North Hobart is a suburb of the city of Hobart, Tasmania, Australia. It lies directly north of the Hobart central business district.

The main street of North Hobart is Elizabeth Street, which extends northward from the Elizabeth Street Mall in the city, through North Hobart, and then becomes the Main Road in New Town and continues through many suburbs to Glenorchy and beyond.

==Amenities==
Two colleges are located in the area - Elizabeth College, one of Hobart's four public secondary colleges, and The Friends' School, a private school for years K-12. North Hobart was also home of the former Hobart High School from 1918 to 1984 - one of the first schools in the city. The building has been preserved and used by many educational establishments over the years, and is now a Millingtons funeral home.

Other places in North Hobart include:
- North Hobart Post Office, which still exists in its original form.
- North Hobart Oval, one of the larger sports grounds in Hobart. It is the site of the Brickfields Hiring Depot during the mid-1800s, and is now predominantly used for Australian rules football matches. The suburb is represented by the North Hobart Football Club in the Tasmanian State League.
- State Cinema, Tasmania's largest independent cinema, generally shows independent and underground films.

Extracted material:
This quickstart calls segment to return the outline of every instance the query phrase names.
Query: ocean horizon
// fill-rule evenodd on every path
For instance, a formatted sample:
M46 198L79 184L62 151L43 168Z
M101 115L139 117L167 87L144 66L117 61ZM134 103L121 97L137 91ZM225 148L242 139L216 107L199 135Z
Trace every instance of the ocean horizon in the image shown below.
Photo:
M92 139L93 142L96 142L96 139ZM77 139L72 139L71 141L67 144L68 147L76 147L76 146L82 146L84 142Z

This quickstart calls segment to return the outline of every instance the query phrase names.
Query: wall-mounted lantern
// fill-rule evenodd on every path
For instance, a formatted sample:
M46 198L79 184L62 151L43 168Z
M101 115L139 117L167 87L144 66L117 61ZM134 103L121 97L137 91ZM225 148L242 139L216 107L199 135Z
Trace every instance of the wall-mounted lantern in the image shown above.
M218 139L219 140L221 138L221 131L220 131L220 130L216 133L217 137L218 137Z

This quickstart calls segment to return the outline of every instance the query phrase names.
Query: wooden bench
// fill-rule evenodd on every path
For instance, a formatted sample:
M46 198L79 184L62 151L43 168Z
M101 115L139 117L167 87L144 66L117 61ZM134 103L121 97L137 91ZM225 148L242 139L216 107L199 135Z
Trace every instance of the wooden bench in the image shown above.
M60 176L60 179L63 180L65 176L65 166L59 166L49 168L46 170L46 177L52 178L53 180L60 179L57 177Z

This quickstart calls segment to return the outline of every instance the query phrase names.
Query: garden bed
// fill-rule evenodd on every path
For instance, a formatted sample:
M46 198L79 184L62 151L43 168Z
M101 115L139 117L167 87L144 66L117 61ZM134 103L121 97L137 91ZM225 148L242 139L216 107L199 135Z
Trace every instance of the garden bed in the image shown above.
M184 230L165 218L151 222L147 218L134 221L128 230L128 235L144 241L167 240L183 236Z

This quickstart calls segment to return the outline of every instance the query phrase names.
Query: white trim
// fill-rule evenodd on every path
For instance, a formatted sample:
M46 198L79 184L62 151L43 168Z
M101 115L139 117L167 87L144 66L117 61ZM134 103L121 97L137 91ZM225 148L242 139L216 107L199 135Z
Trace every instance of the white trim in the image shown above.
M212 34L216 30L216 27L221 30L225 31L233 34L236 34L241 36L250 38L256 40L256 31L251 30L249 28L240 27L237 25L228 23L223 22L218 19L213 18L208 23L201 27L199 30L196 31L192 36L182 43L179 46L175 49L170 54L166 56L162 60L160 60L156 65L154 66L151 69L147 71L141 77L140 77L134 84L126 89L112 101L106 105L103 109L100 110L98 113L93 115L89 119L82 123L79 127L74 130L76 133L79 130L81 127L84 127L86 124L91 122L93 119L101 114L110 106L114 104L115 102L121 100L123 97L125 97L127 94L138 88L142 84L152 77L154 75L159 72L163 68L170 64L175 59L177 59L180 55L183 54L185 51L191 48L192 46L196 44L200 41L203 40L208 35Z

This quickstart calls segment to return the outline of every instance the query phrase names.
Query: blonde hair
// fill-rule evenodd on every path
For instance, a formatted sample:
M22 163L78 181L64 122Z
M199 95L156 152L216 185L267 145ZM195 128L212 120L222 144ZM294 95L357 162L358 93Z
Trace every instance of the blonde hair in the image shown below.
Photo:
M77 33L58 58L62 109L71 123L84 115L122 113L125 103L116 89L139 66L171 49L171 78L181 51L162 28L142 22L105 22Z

What you will do:
(1) In the text about North Hobart, during which years did the former Hobart High School operate in the suburb?
(2) Say whether each statement agrees with the text about North Hobart, answering yes or no and quoting the deciding words: (a) Elizabeth Street becomes the Main Road in New Town. (b) The Friends' School is one of Hobart's public secondary colleges. (c) State Cinema generally shows mainstream films.
(3) Write the next part of the text about North Hobart, starting after its final sentence.

Answer list:
(1) From 1918 to 1984.

(2)
(a) Yes: "then becomes the Main Road in New Town"
(b) No: "The Friends' School, a private school for years K-12"
(c) No: "generally shows independent and underground films"

(3)
==Restaurant strip==
Elizabeth Street between Tasma and Federal Streets contains many of the restaurants and cafes for which North Hobart is known. The area could be compared with Lygon Street in Melbourne, except on a much smaller scale.

Restaurants in the area include two Italian restaurants and two fish bars. Asian food dominates the strip with Indian, Thai, Japanese and Chinese food, all being popular. Other restaurants serve Mexican and Turkish food. Several chain restaurants are located here as well.

==Redevelopment==
In 2004 the area was redeveloped, including footpath widening and lining Elizabeth Street with trees. Alderman Zucco unsuccessfully proposed that the area be lined with olive trees to promote the multiculturalism that exists in the area.

==Transport==
North Hobart is served by Metro Tasmania bus route 540 from Hobart Bus Mall to Mount Stuart.